— Start —
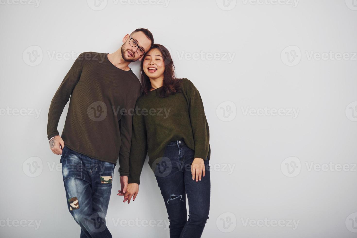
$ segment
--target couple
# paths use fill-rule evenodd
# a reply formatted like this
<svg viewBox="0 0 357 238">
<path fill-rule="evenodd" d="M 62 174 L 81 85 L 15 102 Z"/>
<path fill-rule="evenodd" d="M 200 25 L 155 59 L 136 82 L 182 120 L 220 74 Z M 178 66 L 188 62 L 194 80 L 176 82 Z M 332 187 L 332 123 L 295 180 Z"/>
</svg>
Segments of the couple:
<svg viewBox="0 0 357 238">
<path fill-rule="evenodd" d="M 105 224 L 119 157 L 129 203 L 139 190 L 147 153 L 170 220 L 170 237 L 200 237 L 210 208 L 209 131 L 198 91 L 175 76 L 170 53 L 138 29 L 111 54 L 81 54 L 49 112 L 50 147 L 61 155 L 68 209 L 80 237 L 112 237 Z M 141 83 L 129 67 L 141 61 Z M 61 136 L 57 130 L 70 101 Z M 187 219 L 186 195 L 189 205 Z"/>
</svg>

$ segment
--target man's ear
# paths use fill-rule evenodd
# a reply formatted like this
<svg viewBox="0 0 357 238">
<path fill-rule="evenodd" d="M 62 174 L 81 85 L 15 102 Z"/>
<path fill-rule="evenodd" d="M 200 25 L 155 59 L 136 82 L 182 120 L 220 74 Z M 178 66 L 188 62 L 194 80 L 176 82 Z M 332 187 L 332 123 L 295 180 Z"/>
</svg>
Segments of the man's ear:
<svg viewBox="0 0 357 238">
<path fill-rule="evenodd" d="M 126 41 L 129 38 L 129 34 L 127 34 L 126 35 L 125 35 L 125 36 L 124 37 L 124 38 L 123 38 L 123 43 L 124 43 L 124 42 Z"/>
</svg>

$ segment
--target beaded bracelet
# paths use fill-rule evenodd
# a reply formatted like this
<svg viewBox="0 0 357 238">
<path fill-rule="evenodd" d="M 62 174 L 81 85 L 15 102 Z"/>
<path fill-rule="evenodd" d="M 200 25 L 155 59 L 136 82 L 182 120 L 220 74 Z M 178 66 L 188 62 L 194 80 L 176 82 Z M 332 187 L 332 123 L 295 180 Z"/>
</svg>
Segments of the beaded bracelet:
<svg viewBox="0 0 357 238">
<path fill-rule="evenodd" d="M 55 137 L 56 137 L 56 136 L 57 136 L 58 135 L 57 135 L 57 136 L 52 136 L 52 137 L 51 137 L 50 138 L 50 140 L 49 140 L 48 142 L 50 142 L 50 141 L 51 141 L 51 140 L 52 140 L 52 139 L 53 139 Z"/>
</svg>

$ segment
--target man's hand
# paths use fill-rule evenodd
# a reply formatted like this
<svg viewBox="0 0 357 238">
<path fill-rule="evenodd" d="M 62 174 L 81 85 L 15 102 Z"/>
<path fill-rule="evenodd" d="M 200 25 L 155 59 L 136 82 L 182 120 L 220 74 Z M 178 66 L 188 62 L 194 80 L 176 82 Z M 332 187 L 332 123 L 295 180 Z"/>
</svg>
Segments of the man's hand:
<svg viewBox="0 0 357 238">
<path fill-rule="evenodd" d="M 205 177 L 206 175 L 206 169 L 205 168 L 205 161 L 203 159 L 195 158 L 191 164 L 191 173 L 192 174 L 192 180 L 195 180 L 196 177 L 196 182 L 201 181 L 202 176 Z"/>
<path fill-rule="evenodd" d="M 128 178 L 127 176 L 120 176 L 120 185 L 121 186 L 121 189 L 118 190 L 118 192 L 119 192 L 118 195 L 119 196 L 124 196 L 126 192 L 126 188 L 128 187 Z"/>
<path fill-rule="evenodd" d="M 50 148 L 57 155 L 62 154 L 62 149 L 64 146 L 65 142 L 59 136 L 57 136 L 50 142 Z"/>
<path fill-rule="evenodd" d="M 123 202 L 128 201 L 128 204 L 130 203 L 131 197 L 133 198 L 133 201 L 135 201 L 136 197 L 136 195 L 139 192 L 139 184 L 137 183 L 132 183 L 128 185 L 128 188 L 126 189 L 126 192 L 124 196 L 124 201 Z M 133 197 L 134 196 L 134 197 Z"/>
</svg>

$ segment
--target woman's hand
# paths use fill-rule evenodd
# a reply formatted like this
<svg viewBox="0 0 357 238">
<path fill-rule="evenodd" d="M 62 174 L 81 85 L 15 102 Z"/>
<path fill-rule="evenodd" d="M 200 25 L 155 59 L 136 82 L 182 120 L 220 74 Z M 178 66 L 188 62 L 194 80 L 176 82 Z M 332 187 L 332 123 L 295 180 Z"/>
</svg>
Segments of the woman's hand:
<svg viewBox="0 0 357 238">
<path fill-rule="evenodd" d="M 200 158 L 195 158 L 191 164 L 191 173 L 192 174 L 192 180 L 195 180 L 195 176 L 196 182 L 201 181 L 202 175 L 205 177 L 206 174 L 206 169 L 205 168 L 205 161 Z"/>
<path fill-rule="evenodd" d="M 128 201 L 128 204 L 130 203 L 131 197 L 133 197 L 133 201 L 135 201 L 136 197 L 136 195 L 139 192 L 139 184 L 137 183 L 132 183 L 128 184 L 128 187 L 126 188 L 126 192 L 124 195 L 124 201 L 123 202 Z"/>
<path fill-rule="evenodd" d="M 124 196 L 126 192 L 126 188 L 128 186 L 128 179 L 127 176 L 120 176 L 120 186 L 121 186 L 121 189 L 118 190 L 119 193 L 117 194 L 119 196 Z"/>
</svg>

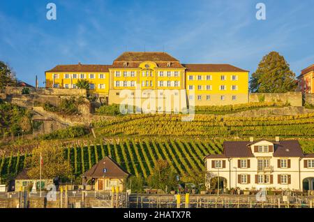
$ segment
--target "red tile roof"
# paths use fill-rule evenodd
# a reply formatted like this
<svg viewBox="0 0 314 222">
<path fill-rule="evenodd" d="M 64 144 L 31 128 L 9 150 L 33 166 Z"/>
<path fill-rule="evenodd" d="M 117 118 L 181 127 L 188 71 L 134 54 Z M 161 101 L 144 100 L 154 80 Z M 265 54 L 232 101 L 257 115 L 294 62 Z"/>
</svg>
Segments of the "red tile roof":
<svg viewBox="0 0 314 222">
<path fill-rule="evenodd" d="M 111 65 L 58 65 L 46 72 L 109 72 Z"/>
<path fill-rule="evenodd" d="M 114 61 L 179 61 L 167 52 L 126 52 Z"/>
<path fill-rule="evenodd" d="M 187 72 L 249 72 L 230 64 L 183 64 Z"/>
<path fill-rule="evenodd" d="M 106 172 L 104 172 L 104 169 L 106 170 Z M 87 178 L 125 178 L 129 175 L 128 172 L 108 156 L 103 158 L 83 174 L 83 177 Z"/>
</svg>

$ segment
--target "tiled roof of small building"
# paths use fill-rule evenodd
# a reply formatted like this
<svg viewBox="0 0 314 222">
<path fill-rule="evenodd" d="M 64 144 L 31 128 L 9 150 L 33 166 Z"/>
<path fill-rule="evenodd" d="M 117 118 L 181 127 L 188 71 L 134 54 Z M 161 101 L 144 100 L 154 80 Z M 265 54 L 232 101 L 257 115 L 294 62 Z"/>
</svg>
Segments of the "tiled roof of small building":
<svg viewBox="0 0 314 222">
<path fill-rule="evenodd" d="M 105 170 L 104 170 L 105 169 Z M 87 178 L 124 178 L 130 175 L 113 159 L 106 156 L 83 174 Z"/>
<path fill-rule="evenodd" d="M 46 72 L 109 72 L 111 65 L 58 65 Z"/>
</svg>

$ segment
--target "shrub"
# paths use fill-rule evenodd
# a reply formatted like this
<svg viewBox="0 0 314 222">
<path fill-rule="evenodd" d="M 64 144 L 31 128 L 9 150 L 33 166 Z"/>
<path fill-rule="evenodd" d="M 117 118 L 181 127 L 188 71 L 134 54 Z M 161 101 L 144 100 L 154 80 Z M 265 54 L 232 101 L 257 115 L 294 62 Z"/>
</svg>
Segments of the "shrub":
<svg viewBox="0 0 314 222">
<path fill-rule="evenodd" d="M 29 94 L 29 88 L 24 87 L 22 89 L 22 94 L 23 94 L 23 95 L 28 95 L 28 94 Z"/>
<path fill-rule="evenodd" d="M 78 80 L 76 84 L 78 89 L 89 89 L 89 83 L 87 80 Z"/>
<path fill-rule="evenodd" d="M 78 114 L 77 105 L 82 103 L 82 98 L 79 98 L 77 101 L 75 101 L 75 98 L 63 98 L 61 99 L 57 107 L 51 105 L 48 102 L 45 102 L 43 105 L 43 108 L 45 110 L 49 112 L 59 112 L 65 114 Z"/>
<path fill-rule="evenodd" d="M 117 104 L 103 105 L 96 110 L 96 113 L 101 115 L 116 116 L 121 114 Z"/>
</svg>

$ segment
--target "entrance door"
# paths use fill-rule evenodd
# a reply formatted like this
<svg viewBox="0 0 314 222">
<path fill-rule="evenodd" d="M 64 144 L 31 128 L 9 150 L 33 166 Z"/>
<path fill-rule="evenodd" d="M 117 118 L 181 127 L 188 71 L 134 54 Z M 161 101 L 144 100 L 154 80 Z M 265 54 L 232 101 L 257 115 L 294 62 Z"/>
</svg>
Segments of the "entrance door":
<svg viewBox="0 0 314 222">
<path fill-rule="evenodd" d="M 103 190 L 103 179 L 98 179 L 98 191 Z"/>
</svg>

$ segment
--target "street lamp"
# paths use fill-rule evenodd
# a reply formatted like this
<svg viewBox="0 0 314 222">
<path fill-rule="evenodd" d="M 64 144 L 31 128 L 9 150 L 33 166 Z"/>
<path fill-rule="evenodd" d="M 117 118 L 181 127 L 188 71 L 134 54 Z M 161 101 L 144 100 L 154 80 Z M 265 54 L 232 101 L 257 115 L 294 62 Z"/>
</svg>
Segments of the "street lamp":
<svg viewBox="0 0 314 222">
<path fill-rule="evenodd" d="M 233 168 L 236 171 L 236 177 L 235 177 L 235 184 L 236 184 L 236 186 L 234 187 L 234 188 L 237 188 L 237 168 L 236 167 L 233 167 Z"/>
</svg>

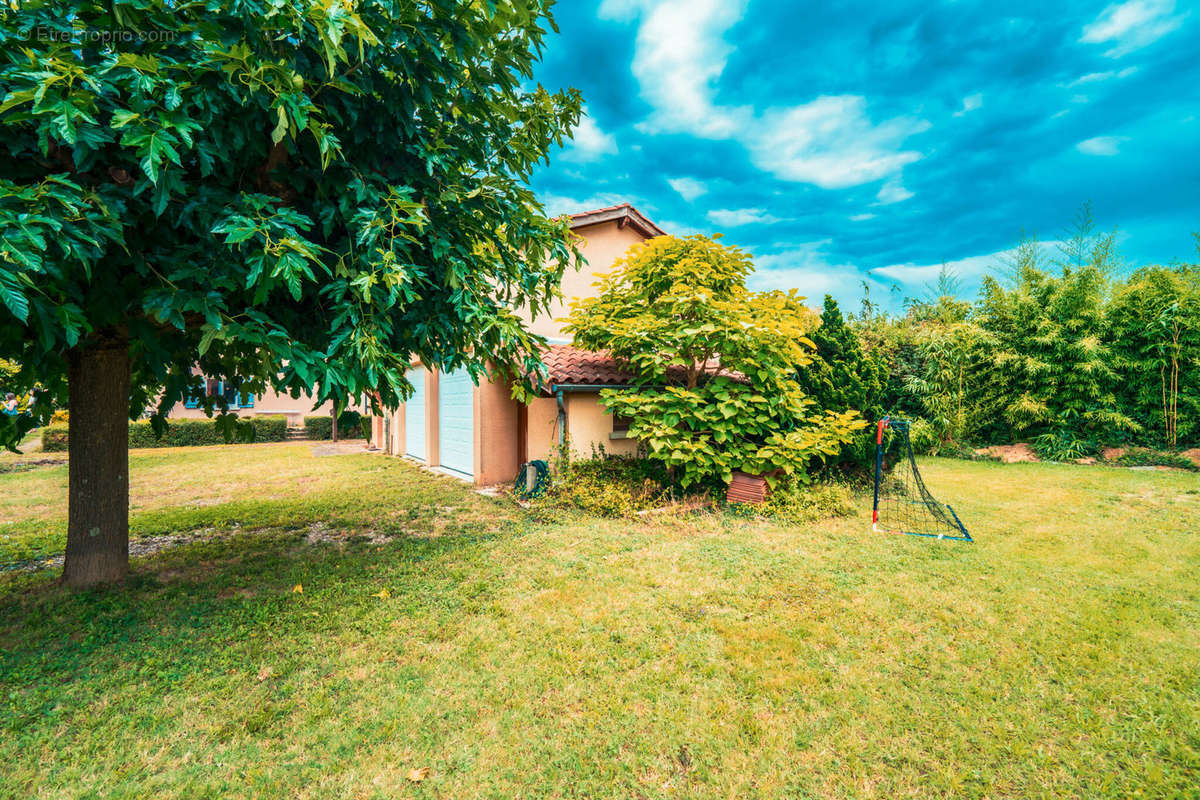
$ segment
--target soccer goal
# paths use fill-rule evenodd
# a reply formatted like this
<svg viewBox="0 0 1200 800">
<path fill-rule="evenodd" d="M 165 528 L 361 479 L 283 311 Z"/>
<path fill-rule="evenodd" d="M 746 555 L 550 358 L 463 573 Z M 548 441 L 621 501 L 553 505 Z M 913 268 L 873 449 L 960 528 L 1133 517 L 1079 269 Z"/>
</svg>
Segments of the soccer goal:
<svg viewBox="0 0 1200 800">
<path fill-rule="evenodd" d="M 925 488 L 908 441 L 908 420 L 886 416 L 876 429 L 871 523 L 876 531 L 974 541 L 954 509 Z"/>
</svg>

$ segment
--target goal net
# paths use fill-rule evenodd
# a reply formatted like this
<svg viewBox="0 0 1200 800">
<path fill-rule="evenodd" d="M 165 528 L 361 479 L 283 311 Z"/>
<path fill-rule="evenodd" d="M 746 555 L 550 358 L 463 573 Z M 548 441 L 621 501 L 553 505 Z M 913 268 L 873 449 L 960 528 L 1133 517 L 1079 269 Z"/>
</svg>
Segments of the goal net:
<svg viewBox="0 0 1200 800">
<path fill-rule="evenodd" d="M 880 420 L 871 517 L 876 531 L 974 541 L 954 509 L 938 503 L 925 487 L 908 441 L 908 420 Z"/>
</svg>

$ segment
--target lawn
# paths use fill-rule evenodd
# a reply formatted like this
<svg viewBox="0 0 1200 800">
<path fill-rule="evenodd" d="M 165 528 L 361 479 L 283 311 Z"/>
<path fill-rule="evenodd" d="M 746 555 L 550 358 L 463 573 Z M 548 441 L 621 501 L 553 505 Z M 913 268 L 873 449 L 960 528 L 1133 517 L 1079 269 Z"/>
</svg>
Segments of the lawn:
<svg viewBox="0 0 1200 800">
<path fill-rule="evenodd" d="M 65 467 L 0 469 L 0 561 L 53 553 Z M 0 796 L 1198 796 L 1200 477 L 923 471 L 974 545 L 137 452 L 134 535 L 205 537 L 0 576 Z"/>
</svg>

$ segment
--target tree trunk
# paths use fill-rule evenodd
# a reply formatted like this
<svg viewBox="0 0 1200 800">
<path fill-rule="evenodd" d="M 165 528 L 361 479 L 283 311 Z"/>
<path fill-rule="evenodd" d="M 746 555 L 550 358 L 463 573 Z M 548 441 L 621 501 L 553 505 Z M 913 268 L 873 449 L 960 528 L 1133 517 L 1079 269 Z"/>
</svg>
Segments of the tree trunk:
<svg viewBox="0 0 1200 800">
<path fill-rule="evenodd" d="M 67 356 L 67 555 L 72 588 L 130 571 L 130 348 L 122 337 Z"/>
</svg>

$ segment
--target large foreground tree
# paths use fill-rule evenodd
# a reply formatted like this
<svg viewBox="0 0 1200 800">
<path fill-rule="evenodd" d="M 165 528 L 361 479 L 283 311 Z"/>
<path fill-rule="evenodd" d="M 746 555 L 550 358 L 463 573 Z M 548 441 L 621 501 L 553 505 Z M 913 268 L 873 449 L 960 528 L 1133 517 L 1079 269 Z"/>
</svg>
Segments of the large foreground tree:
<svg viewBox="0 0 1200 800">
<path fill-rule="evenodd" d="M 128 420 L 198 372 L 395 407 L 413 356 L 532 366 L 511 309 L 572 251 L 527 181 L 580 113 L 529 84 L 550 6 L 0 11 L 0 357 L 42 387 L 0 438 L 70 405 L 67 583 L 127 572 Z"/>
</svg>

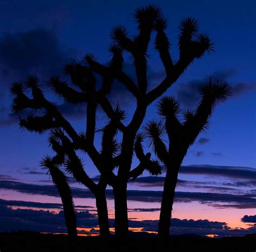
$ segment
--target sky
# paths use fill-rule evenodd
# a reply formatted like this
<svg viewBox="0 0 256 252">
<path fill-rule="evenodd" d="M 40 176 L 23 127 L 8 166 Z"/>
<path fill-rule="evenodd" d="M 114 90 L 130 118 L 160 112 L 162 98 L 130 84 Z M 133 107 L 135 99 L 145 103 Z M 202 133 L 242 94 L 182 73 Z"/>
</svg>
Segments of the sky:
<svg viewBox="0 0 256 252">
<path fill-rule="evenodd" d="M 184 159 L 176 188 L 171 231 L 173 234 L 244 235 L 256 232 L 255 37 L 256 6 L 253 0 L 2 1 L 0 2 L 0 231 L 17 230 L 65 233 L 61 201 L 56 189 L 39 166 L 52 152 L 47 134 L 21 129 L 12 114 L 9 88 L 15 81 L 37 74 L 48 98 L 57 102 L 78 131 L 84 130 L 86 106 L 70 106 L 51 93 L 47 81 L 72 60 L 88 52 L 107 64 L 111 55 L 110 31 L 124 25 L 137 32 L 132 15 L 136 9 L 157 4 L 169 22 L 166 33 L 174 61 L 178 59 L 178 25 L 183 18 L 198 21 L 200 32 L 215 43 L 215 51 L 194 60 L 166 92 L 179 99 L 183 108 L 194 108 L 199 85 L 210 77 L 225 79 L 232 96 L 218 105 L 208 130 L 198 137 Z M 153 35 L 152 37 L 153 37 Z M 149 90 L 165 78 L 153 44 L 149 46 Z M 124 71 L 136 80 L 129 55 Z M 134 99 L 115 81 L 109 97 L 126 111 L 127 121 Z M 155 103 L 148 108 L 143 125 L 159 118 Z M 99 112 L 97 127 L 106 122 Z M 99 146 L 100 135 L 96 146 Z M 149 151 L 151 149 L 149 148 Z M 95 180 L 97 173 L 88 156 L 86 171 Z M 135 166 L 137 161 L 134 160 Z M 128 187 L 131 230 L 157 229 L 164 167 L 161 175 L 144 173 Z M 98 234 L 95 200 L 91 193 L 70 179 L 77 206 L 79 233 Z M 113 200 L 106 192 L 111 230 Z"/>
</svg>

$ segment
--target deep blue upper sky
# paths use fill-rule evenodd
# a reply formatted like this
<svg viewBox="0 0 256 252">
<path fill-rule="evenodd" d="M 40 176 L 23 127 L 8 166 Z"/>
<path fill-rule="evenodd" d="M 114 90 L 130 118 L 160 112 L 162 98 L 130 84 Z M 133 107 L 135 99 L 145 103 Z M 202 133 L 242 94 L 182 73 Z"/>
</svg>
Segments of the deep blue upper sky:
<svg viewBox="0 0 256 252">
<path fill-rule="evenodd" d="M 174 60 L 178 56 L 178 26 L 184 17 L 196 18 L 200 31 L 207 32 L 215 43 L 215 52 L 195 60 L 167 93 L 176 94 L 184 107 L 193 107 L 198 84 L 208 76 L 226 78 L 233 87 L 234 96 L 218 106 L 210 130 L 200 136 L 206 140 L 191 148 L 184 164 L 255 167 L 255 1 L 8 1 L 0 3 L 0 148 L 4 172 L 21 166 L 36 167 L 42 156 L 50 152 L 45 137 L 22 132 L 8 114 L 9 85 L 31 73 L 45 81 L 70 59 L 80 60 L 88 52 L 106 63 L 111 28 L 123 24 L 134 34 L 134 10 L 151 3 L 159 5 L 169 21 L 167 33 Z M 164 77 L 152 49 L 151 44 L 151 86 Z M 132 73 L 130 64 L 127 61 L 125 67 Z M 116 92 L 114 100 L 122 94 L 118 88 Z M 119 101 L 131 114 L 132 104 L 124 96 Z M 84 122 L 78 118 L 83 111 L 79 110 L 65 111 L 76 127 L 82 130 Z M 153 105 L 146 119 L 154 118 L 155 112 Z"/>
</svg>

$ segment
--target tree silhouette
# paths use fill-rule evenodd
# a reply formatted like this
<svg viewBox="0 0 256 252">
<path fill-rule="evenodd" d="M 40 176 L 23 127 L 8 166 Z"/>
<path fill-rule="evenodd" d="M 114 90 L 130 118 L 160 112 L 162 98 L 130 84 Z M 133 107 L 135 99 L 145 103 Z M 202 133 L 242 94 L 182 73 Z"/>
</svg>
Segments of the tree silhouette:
— End —
▶ [Requirement]: Gather each line of the items above that contains the word "door", and list those lines in the order they appear.

▶ [Solution]:
--target "entrance door"
Segments of the "entrance door":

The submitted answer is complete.